# What is expected:
Print the data verbatim. Leave every image out.
Start of Given data
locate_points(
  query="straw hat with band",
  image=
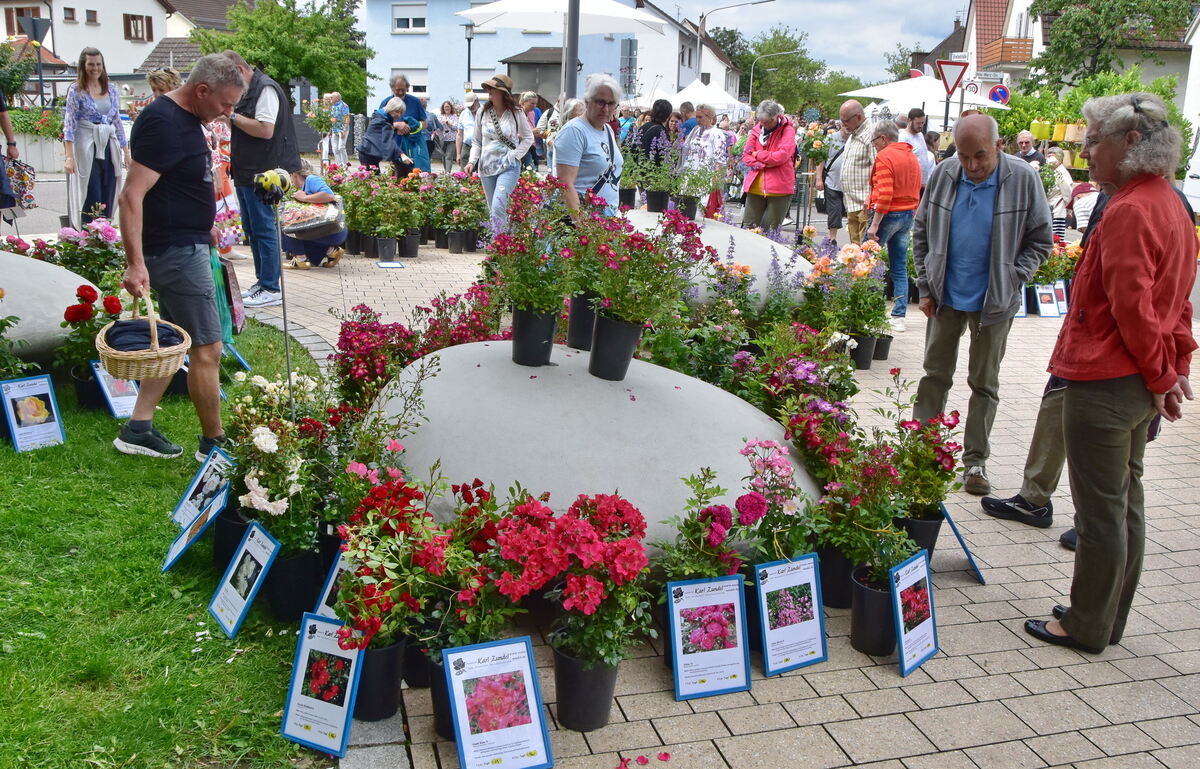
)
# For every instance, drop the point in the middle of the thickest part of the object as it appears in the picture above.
End of Given data
# Exercise result:
locate_points(
  query="straw hat with band",
  image=
)
# For every instance, drop the point in the middle of the thickest part of the object as it appears in the picture above.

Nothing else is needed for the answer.